_TASK INSTRUCTIONS_
Convert all of the data below into a numbered list with one line per entry, leaving out any blank lines.

(Records from a collection)
START

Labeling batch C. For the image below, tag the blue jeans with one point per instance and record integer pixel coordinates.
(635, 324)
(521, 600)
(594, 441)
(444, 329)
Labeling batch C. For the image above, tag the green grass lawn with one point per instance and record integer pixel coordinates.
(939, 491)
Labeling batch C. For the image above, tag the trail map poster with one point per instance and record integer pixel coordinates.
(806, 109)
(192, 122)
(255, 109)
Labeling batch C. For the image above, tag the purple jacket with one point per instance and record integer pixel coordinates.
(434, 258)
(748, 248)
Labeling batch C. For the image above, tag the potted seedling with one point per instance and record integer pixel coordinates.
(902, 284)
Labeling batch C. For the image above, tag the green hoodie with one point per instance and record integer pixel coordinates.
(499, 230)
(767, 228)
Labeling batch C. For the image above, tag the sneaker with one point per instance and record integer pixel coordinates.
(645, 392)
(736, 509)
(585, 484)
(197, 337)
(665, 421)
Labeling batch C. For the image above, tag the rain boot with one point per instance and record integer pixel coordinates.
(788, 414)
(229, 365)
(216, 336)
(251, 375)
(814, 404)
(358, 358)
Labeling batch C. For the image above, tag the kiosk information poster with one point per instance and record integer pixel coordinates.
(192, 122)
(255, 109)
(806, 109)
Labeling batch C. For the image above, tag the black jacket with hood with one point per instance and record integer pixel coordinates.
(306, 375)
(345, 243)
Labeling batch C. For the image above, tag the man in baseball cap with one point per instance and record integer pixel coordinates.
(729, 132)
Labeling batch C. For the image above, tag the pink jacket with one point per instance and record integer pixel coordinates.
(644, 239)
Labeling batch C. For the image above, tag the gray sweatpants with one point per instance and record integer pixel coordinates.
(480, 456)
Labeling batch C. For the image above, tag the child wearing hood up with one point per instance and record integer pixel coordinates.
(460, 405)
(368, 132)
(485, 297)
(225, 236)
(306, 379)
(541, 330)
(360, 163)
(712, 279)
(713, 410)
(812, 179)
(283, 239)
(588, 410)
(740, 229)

END

_RESPONSE FOR THIS EXERCISE_
1. Labeling batch C. For the image below, tag the blue jeans with one point per instance and record integer pixel coordinates.
2. (635, 324)
3. (521, 600)
4. (594, 441)
5. (444, 329)
6. Labeling batch C. For the image above, tag the green grass lawn with one point per instance and record integer pixel coordinates.
7. (939, 491)
8. Labeling batch C. For the image above, tag the trail map poster with one point per instance and record integer pixel coordinates.
9. (806, 109)
10. (192, 122)
11. (255, 109)
12. Labeling batch C. For the image above, tag the purple jacket with one point per instance and record integer pixel coordinates.
13. (434, 258)
14. (748, 248)
15. Labeling batch C. For the image above, tag the potted seedling with one point per instance and record integer pixel coordinates.
16. (902, 284)
17. Labeling batch C. For the image above, tag the green hoodie with one point per instance and record integer pixel coordinates.
18. (499, 230)
19. (767, 228)
20. Labeling batch C. For the image above, tag the sneaker with one point per instance and record integer pixel coordinates.
21. (645, 392)
22. (736, 509)
23. (585, 484)
24. (197, 337)
25. (665, 421)
26. Labeling batch C. For the image above, tag the rain boot with one point per instance and record integer pixel coordinates.
27. (788, 414)
28. (229, 365)
29. (216, 336)
30. (251, 375)
31. (814, 404)
32. (358, 358)
33. Labeling batch C. For the image above, tag the kiosk information poster with one point per instance and record integer pixel coordinates.
34. (192, 122)
35. (255, 109)
36. (806, 109)
37. Labeling batch C. For the image above, tag the black jacket with hood with one point per instance and record integer pixel coordinates.
38. (306, 375)
39. (345, 243)
40. Labeling batch C. For the image above, tag the man in baseball cap with one point per instance and record integer pixel coordinates.
41. (729, 132)
42. Labeling batch C. For the image above, tag the pink jacket with one point per instance and record integer pixel coordinates.
43. (644, 239)
44. Labeling batch C. For the image above, tag the gray sweatpants with one point per instance and record integer pixel coordinates.
45. (480, 456)
46. Labeling batch C. For the image above, tag the child wearing hood up with one point per instance and record integer pixel coordinates.
47. (460, 405)
48. (368, 132)
49. (485, 297)
50. (225, 236)
51. (306, 379)
52. (541, 330)
53. (360, 163)
54. (712, 279)
55. (713, 410)
56. (812, 179)
57. (283, 239)
58. (588, 410)
59. (740, 229)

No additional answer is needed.